**Collected data entries:**
^^^^^^^^^^^^^^^^
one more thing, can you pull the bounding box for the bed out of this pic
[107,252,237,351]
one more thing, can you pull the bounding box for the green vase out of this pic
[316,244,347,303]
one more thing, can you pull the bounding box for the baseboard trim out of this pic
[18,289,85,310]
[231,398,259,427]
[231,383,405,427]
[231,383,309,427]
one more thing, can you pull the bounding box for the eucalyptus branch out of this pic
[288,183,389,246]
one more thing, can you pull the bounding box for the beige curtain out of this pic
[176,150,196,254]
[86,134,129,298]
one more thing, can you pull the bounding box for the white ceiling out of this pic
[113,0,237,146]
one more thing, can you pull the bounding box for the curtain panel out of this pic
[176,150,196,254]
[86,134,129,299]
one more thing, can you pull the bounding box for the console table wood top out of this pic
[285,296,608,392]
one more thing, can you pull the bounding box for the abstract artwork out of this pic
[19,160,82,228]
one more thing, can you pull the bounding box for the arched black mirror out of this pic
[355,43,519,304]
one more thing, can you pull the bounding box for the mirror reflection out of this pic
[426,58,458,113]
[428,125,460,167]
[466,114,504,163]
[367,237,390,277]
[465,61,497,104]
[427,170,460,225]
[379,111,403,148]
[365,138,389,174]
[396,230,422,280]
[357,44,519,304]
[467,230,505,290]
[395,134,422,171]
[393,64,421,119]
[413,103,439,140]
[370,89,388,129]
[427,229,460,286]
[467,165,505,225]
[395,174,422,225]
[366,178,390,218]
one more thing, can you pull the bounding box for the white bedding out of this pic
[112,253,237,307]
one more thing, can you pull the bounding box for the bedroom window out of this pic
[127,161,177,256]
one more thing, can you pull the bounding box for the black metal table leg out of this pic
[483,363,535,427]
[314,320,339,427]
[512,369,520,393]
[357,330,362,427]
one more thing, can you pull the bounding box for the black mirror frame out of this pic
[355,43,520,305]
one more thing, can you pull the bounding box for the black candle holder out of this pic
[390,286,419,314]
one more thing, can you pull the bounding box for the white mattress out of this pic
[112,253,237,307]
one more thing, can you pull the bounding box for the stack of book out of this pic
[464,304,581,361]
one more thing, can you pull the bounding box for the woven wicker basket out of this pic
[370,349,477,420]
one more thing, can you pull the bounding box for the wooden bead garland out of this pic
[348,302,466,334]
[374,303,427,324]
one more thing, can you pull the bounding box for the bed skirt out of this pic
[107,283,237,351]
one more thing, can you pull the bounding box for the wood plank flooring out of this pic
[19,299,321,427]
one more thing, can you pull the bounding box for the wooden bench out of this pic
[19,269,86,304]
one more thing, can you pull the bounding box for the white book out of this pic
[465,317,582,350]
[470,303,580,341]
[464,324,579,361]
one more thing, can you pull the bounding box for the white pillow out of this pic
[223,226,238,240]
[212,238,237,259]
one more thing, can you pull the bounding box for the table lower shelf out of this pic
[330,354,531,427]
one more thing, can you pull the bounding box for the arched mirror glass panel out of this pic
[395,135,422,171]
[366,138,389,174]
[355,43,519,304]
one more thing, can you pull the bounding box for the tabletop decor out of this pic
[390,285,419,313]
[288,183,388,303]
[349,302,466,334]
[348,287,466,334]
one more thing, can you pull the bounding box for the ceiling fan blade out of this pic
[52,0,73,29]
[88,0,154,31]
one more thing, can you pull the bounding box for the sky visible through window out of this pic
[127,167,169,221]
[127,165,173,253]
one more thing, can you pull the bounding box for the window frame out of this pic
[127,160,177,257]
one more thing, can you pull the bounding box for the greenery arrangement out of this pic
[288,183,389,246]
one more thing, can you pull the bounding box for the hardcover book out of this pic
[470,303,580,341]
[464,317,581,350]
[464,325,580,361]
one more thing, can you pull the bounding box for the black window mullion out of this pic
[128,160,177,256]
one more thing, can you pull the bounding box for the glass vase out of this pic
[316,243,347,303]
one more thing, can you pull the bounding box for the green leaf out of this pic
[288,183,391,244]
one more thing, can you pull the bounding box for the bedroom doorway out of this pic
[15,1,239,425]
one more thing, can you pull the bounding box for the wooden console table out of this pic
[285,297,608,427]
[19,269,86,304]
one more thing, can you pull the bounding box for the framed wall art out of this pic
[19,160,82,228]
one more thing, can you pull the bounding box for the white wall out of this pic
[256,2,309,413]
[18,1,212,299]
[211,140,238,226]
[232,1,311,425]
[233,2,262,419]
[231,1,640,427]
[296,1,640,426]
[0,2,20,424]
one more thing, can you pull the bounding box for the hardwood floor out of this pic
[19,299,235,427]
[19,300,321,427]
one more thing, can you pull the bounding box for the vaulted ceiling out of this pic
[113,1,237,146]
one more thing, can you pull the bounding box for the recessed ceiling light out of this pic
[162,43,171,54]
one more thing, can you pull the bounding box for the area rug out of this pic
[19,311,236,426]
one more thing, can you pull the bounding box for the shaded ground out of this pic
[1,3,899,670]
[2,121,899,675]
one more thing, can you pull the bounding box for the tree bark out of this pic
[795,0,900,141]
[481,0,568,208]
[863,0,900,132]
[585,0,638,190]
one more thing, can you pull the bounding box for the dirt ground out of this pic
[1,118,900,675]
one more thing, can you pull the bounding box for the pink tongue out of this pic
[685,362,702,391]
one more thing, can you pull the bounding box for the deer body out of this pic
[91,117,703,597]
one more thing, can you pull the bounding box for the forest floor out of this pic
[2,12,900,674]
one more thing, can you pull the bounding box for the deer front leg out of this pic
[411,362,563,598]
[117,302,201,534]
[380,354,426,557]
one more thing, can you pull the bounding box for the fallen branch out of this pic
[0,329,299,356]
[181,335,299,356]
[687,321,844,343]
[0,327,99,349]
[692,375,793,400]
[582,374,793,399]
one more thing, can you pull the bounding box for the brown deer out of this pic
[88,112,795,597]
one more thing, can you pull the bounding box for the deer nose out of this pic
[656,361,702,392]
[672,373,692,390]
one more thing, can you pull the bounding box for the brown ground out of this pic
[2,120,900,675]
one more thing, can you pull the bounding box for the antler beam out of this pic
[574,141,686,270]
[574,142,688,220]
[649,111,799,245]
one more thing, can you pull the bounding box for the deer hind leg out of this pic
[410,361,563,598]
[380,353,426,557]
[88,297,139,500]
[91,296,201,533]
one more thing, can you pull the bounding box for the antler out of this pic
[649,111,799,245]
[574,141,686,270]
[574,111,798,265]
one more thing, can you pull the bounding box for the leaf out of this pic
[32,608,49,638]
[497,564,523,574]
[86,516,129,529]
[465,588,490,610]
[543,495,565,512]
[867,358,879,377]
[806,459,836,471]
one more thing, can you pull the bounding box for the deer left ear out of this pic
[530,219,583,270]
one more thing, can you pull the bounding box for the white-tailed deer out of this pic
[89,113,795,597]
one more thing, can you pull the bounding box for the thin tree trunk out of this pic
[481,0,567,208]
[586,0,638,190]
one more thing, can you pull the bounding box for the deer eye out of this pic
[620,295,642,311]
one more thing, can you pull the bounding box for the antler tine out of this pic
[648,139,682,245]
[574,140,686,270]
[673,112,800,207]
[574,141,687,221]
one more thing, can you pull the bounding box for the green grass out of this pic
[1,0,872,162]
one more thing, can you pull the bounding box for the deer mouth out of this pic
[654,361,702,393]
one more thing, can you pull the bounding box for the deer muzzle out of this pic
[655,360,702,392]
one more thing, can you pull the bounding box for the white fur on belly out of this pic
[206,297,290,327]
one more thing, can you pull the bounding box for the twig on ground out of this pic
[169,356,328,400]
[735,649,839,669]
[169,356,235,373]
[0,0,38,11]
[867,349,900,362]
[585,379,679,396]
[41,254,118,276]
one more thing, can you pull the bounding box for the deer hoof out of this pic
^^^^^^^^^^^^^^^^
**Task to carry out:** Copy the lines above exactly, leaving every word as it is.

**Answer to this exercise:**
one more thing, can you pull the bounding box for the bed out of this pic
[107,252,237,351]
one more thing, can you pull the bounding box for the green vase out of this pic
[316,244,347,303]
one more thing, can you pull the bounding box for the baseboard trim out of this pic
[18,289,85,310]
[231,398,259,427]
[231,383,405,427]
[231,383,309,427]
one more thing, can you pull the bounding box for the eucalyptus branch out of this pic
[288,183,389,246]
one more thing, can you pull the bounding box for the beige curtain out of this pic
[176,150,196,254]
[86,134,129,298]
one more thing, can you pull the bounding box for the white ceiling out of this pic
[113,0,237,146]
one more thing, can you pull the bounding box for the curtain panel out of this pic
[176,150,196,254]
[86,134,129,299]
one more thing, can you pull the bounding box for the console table wood top out of this pic
[285,296,608,392]
one more thing, can you pull the bounding box for the abstract artwork out of this pic
[19,160,82,228]
one more thing, can you pull the bounding box for the arched black mirror out of this pic
[355,43,519,304]
one more thing, can you pull the bounding box for the mirror reflection out of this pic
[426,58,458,113]
[428,125,460,167]
[466,114,504,163]
[367,237,390,277]
[465,61,497,104]
[427,170,460,225]
[379,111,403,148]
[365,138,389,174]
[396,230,422,280]
[357,44,519,304]
[467,230,505,290]
[395,134,422,171]
[393,64,421,119]
[413,103,439,140]
[370,89,388,129]
[427,229,460,286]
[467,165,505,225]
[395,174,422,225]
[366,178,390,218]
one more thing, can you pull the bounding box for the white bedding out of this pic
[112,253,237,307]
one more thing, can you pull the bounding box for the bedroom window out of this pic
[127,161,177,256]
one more thing, can you pull the bounding box for the black metal table leg out of this pic
[483,363,535,427]
[314,320,339,427]
[512,369,520,393]
[357,330,362,427]
one more thing, can you pull the bounding box for the black mirror frame out of this pic
[355,43,520,305]
one more thing, can you pull the bounding box for the black candle holder out of this pic
[390,286,419,314]
one more thing, can you pull the bounding box for the white mattress out of this pic
[112,253,237,307]
one more thing, can you pull the bounding box for the stack of book out of this pic
[464,304,581,361]
one more thing, can you pull the bounding box for the woven wicker basket out of this pic
[370,349,477,420]
one more thing, can you pull the bounding box for the wooden bead garland out of this pic
[348,302,466,334]
[374,303,427,324]
one more thing, can you pull the bounding box for the bed skirt out of this pic
[107,283,237,351]
one more thing, can you pull the bounding box for the wood plank flooring out of this pic
[19,299,321,427]
one more thing, can you pull the bounding box for the wooden bench out of this pic
[19,269,86,304]
one more thing, can you pull the bounding box for the white book out of this pic
[465,317,582,350]
[470,303,580,341]
[464,324,579,361]
one more thing, can you pull the bounding box for the white pillow out of this pic
[223,226,238,240]
[212,238,237,259]
one more thing, can you pull the bounding box for the table lower shelf out of this pic
[330,354,531,427]
one more thing, can you pull the bounding box for the arched mirror glass panel out of this pic
[395,135,422,171]
[366,138,389,174]
[355,43,519,304]
one more thing, can you pull the bounding box for the tabletop decor out of this pic
[390,285,419,313]
[288,183,388,303]
[349,302,466,334]
[348,287,466,334]
one more thing, can you pull the bounding box for the ceiling fan blade out of this pic
[52,0,73,29]
[88,0,154,31]
one more thing, can you pull the bounding box for the sky visible through window out of this pic
[127,167,169,221]
[127,165,173,253]
one more thing, can you pull the bounding box for the window frame out of this pic
[127,160,177,257]
one more thing, can you pull the bounding box for the greenery arrangement out of this pic
[288,183,389,246]
one more thing, can you pull the bounding box for the hardcover book out of this pic
[470,303,580,341]
[464,317,581,350]
[464,325,580,361]
one more thing, can you pull the bounding box for the black window mullion out of this pic
[128,160,177,256]
one more thing, can you pull the bounding box for the glass vase out of this pic
[316,243,347,303]
one more thing, can you pull the bounding box for the green leaf out of this pic
[288,183,391,244]
one more thing, can you pull the bounding box for the bedroom doorway out of this pic
[15,1,239,425]
one more thing, can you pull the bounding box for the wooden console table out of this pic
[285,297,608,427]
[19,269,86,304]
one more thing, can you pull the bounding box for the framed wall art out of this pic
[19,160,82,228]
one more thing, can you pull the bounding box for the white wall out of this pic
[256,2,309,413]
[18,1,212,299]
[211,140,238,226]
[232,1,311,425]
[233,2,262,419]
[231,1,640,427]
[296,1,640,426]
[0,2,20,424]
one more thing, can you pull the bounding box for the hardwood floor out of this pic
[19,299,235,427]
[19,300,321,427]
one more thing, can you pull the bounding box for the vaulted ceiling out of this pic
[113,1,237,146]
one more thing, can you pull the bounding box for the recessed ceiling light out of this pic
[162,43,171,54]
one more thing, can you pull the bounding box for the area rug out of this pic
[19,311,236,426]
one more thing, can you pull the bounding box for the shaded ground out of this pic
[1,3,899,670]
[2,121,899,675]
one more thing, can you pull the bounding box for the tree bark out of this pic
[795,0,900,141]
[481,0,568,208]
[863,0,900,132]
[585,0,638,190]
one more thing, can you pull the bounding box for the dirt ground out of this pic
[1,118,900,675]
one more thing, can you pull the bounding box for the pink tongue out of this pic
[685,362,702,391]
one more thing, can you pull the bounding box for the deer body out of this pic
[91,117,703,597]
one more thing, can you pull the bounding box for the forest floor out of this pic
[2,12,900,674]
one more thing, can you pull the bounding box for the deer front leg out of this pic
[411,362,563,598]
[117,302,201,534]
[380,354,426,557]
one more thing, can you pull the bounding box for the fallen branch out of this pic
[0,329,299,356]
[181,335,299,356]
[687,321,844,343]
[0,327,99,349]
[692,375,793,400]
[582,374,793,399]
one more thing, can you pull the bounding box for the brown deer out of this pic
[88,112,795,597]
one more thing, can you pull the bounding box for the deer nose out of this pic
[656,361,702,392]
[672,373,692,390]
one more thing, can you pull the bounding box for the brown ground out of this pic
[2,120,900,675]
one more thing, can you pull the bounding box for the antler beam out of this pic
[574,141,686,270]
[574,142,688,220]
[649,111,799,245]
one more thing, can you pull the bounding box for the deer hind leg out of this pic
[410,361,563,598]
[380,353,426,557]
[88,297,139,500]
[91,296,201,533]
one more thing, can you pull the bounding box for the antler out of this pic
[649,111,799,245]
[574,141,686,270]
[574,111,798,265]
one more thing, can you pull the bounding box for the leaf out of this pic
[32,608,49,638]
[497,564,523,574]
[86,516,129,529]
[465,588,490,610]
[543,495,565,512]
[867,358,879,377]
[806,459,836,471]
one more thing, can you pull the bounding box for the deer left ear out of this pic
[530,219,583,270]
one more thing, can you pull the bounding box for the white-tailed deer out of this pic
[89,113,795,597]
one more thing, can you pull the bounding box for the thin tree trunk out of this pic
[481,0,567,208]
[586,0,638,190]
one more thing, can you pull the bounding box for the deer eye out of this pic
[620,295,642,311]
one more thing, can you pull the bounding box for the antler tine out of this pic
[648,139,682,245]
[574,140,686,270]
[673,112,800,207]
[574,141,687,221]
one more thing, can you pull the bounding box for the green grass out of this pic
[1,0,872,162]
one more thing, can you pull the bounding box for the deer mouth out of this pic
[654,361,702,393]
one more thing, can you pull the bounding box for the deer muzzle out of this pic
[655,360,702,392]
one more thing, can you pull the bounding box for the white fur on belly out of this pic
[206,297,290,327]
one more thing, can you pull the bounding box for the twig on ground out of this pic
[169,356,328,400]
[735,649,839,669]
[169,356,235,373]
[0,0,38,11]
[867,349,900,362]
[585,379,679,396]
[41,254,118,276]
one more thing, can you pull the bounding box for the deer hoof out of this pic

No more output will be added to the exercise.